[Stated problem]:
Report every line in the entries below that contains the word "dark", matching case exactly.
* Begin Stored data *
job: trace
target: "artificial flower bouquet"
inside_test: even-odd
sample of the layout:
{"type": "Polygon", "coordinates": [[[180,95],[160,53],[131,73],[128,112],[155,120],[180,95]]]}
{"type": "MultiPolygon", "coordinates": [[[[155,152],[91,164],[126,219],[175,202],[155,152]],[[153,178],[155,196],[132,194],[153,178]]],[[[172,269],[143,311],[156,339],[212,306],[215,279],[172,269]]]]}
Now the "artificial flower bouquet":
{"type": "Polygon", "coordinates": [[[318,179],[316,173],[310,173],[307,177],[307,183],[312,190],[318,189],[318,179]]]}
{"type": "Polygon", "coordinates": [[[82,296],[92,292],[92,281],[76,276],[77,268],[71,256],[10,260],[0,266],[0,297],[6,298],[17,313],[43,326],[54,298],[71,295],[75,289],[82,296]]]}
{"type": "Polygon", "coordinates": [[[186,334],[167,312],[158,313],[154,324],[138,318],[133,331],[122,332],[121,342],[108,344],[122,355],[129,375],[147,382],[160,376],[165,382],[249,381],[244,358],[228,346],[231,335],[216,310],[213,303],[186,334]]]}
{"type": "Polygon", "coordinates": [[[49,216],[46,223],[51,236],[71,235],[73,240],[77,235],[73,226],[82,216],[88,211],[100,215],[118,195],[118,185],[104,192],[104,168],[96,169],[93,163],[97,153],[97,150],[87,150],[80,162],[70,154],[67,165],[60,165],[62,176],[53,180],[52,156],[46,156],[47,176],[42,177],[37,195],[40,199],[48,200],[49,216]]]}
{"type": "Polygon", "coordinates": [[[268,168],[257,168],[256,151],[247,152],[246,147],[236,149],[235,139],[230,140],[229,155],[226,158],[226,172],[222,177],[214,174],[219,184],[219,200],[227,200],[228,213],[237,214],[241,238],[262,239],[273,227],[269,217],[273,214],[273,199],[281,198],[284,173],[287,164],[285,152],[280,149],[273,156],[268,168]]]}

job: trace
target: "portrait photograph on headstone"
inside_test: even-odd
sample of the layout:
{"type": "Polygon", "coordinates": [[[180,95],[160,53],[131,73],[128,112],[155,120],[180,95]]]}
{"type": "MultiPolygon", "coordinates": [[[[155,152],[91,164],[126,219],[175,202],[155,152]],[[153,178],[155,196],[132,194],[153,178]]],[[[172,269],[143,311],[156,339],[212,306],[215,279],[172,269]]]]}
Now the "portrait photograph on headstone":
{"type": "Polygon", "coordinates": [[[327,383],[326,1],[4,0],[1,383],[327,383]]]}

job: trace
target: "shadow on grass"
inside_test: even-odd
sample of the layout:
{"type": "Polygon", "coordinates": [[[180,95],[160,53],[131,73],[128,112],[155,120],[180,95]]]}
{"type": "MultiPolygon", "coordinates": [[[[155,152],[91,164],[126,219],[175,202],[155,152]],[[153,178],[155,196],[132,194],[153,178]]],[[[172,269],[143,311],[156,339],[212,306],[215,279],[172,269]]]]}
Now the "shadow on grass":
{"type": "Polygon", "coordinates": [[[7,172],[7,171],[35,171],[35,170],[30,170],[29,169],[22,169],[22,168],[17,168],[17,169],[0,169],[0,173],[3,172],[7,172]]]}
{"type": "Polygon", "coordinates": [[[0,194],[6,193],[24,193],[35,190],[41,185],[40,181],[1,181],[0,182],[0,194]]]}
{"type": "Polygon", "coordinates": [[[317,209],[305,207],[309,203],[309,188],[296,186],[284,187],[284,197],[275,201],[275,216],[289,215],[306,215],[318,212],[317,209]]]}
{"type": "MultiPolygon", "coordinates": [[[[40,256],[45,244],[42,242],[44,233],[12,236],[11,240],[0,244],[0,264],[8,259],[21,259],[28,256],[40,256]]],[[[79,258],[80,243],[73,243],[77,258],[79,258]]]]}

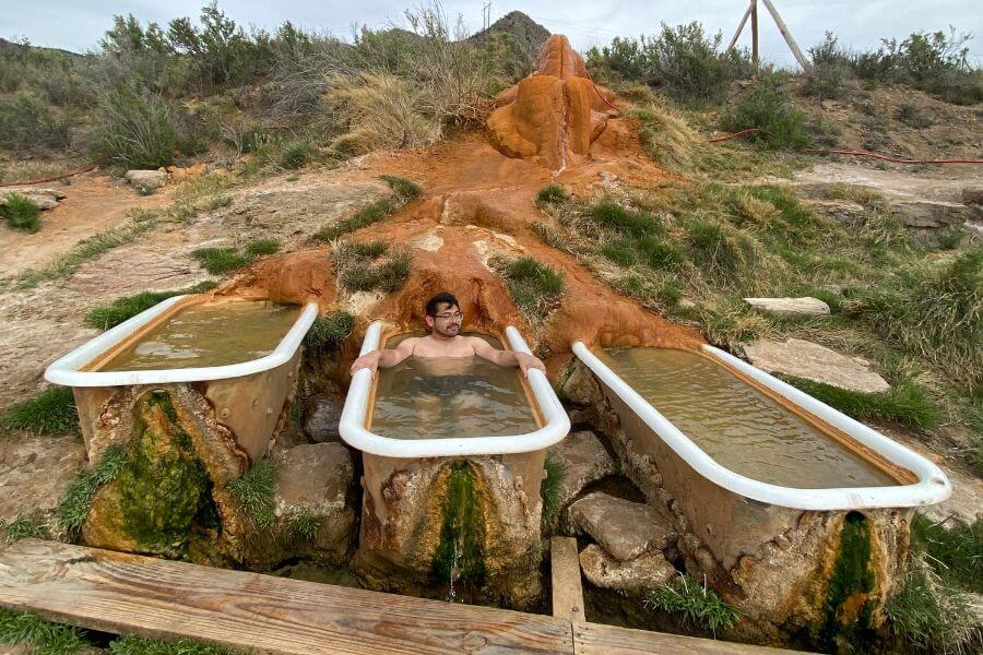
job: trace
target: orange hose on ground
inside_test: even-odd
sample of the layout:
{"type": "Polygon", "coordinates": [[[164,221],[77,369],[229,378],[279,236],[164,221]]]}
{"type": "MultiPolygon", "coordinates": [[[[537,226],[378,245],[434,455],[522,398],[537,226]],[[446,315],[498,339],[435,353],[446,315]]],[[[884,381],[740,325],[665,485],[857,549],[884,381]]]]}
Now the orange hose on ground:
{"type": "Polygon", "coordinates": [[[24,182],[4,182],[0,184],[0,187],[29,187],[31,184],[40,184],[42,182],[52,182],[55,180],[60,180],[67,177],[73,177],[76,175],[82,175],[83,172],[88,172],[90,170],[95,170],[98,166],[90,166],[88,168],[80,168],[79,170],[73,170],[71,172],[66,172],[63,175],[55,175],[49,178],[40,178],[36,180],[27,180],[24,182]]]}

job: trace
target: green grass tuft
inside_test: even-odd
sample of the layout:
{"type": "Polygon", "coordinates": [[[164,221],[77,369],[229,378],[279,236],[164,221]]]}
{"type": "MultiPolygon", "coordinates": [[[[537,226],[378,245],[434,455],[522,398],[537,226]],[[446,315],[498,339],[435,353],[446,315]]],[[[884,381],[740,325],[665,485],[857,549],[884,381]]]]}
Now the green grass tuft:
{"type": "Polygon", "coordinates": [[[33,398],[15,403],[0,415],[0,428],[37,434],[79,431],[75,397],[68,386],[49,386],[33,398]]]}
{"type": "Polygon", "coordinates": [[[516,307],[531,321],[545,319],[564,291],[564,276],[532,258],[492,263],[505,277],[516,307]]]}
{"type": "Polygon", "coordinates": [[[117,298],[109,305],[96,307],[85,313],[85,322],[99,330],[109,330],[142,311],[150,309],[162,300],[186,294],[201,294],[217,286],[214,282],[203,282],[186,289],[174,291],[140,291],[132,296],[117,298]]]}
{"type": "Polygon", "coordinates": [[[73,655],[91,647],[79,628],[0,608],[0,644],[26,644],[33,655],[73,655]]]}
{"type": "Polygon", "coordinates": [[[262,528],[273,527],[276,516],[273,513],[273,495],[276,491],[276,475],[280,461],[263,458],[256,462],[252,468],[244,473],[228,490],[238,499],[242,510],[262,528]]]}
{"type": "Polygon", "coordinates": [[[913,382],[895,384],[883,393],[863,393],[795,376],[777,377],[856,419],[884,420],[920,430],[938,425],[938,405],[913,382]]]}
{"type": "Polygon", "coordinates": [[[8,541],[46,539],[48,537],[48,529],[44,525],[39,525],[27,516],[21,516],[20,514],[3,526],[3,532],[7,534],[8,541]]]}
{"type": "Polygon", "coordinates": [[[103,452],[98,464],[84,468],[69,483],[55,512],[59,525],[70,535],[78,534],[99,487],[112,481],[126,465],[126,454],[119,446],[109,446],[103,452]]]}
{"type": "Polygon", "coordinates": [[[237,252],[235,248],[199,248],[191,251],[191,257],[201,262],[204,270],[212,275],[237,271],[249,263],[249,258],[237,252]]]}
{"type": "Polygon", "coordinates": [[[280,250],[280,241],[276,239],[256,239],[246,243],[246,257],[256,259],[264,254],[273,254],[280,250]]]}
{"type": "Polygon", "coordinates": [[[540,498],[543,501],[543,525],[553,527],[562,509],[559,504],[559,493],[567,477],[567,467],[562,462],[546,453],[546,462],[543,464],[546,477],[540,485],[540,498]]]}
{"type": "Polygon", "coordinates": [[[540,206],[561,203],[567,200],[567,191],[559,184],[543,187],[536,193],[536,204],[540,206]]]}
{"type": "Polygon", "coordinates": [[[0,204],[0,217],[7,219],[7,224],[15,229],[23,229],[31,234],[40,229],[40,209],[29,198],[20,193],[7,193],[3,204],[0,204]]]}
{"type": "Polygon", "coordinates": [[[695,624],[714,634],[718,628],[731,628],[741,618],[741,611],[731,607],[713,590],[700,585],[689,575],[679,575],[658,590],[646,592],[648,607],[683,614],[695,624]]]}
{"type": "Polygon", "coordinates": [[[112,655],[238,655],[244,652],[190,639],[170,643],[127,634],[109,642],[109,653],[112,655]]]}

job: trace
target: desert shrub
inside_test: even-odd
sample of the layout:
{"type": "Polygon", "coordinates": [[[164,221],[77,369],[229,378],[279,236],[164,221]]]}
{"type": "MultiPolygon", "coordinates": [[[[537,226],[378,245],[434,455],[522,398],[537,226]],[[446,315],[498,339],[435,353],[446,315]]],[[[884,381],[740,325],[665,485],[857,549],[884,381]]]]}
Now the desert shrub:
{"type": "Polygon", "coordinates": [[[93,114],[92,156],[127,168],[159,168],[174,163],[178,131],[167,103],[128,86],[99,98],[93,114]]]}
{"type": "Polygon", "coordinates": [[[75,397],[68,386],[49,386],[36,396],[14,403],[0,414],[0,428],[37,434],[79,431],[75,397]]]}
{"type": "Polygon", "coordinates": [[[0,147],[17,152],[62,148],[69,144],[69,123],[33,91],[0,98],[0,147]]]}
{"type": "Polygon", "coordinates": [[[602,76],[641,81],[673,100],[706,105],[723,98],[727,85],[754,72],[746,50],[721,50],[722,35],[707,35],[700,23],[672,27],[638,41],[616,37],[588,50],[588,67],[602,76]]]}
{"type": "Polygon", "coordinates": [[[881,393],[863,393],[794,376],[781,374],[779,378],[861,420],[883,420],[909,428],[928,429],[938,425],[941,414],[925,390],[912,382],[895,384],[889,391],[881,393]]]}
{"type": "Polygon", "coordinates": [[[789,100],[777,74],[759,76],[724,109],[721,124],[733,132],[757,130],[749,138],[769,150],[803,150],[812,143],[805,114],[789,100]]]}
{"type": "Polygon", "coordinates": [[[40,209],[29,198],[20,193],[7,193],[0,204],[0,217],[10,227],[31,234],[40,229],[40,209]]]}
{"type": "Polygon", "coordinates": [[[679,575],[658,590],[646,592],[644,603],[666,611],[679,612],[694,624],[716,632],[737,623],[741,611],[724,603],[706,583],[688,575],[679,575]]]}
{"type": "Polygon", "coordinates": [[[540,189],[540,192],[536,193],[536,204],[540,206],[560,203],[565,200],[567,200],[567,192],[559,184],[543,187],[540,189]]]}

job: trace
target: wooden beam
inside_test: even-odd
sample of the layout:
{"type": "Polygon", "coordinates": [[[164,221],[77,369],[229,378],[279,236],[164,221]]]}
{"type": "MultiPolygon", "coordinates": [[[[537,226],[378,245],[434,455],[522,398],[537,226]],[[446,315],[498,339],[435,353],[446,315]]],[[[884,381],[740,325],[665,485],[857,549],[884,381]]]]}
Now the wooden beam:
{"type": "Polygon", "coordinates": [[[573,537],[549,539],[549,569],[553,582],[553,616],[575,623],[585,620],[577,539],[573,537]]]}
{"type": "Polygon", "coordinates": [[[747,17],[750,15],[750,4],[747,5],[747,9],[744,11],[744,16],[741,19],[741,24],[737,25],[737,32],[734,33],[734,38],[731,39],[731,45],[727,46],[727,50],[737,45],[737,39],[741,37],[741,33],[744,31],[744,25],[747,24],[747,17]]]}
{"type": "Polygon", "coordinates": [[[798,652],[601,623],[573,623],[573,651],[577,655],[791,655],[798,652]]]}
{"type": "Polygon", "coordinates": [[[751,0],[751,61],[758,68],[758,0],[751,0]]]}
{"type": "Polygon", "coordinates": [[[0,553],[0,606],[114,633],[246,651],[572,653],[570,622],[22,539],[0,553]]]}
{"type": "Polygon", "coordinates": [[[789,49],[792,50],[792,55],[795,56],[796,61],[798,61],[798,66],[802,67],[802,70],[809,71],[812,70],[812,66],[809,61],[802,53],[802,50],[798,49],[798,44],[795,43],[795,39],[792,38],[792,32],[789,31],[789,26],[785,25],[785,22],[782,20],[782,16],[779,15],[778,10],[774,8],[774,4],[771,3],[771,0],[761,0],[765,3],[765,7],[768,9],[768,12],[771,14],[771,17],[774,19],[774,24],[778,25],[779,32],[782,33],[782,36],[785,38],[785,43],[789,44],[789,49]]]}

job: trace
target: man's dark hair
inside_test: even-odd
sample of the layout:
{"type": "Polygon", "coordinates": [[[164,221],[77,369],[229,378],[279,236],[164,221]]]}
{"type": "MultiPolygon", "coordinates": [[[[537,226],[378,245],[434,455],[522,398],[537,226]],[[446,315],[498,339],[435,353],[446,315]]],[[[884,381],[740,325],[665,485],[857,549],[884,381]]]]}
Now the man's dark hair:
{"type": "Polygon", "coordinates": [[[461,303],[458,302],[458,299],[454,298],[453,294],[448,294],[447,291],[441,291],[440,294],[437,294],[436,296],[434,296],[433,298],[427,300],[427,315],[436,317],[437,310],[440,309],[441,305],[447,305],[448,309],[450,309],[451,307],[457,307],[458,309],[461,309],[461,303]]]}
* End Stored data *
[Response to the exercise]:
target: man's dark hair
Now the man's dark hair:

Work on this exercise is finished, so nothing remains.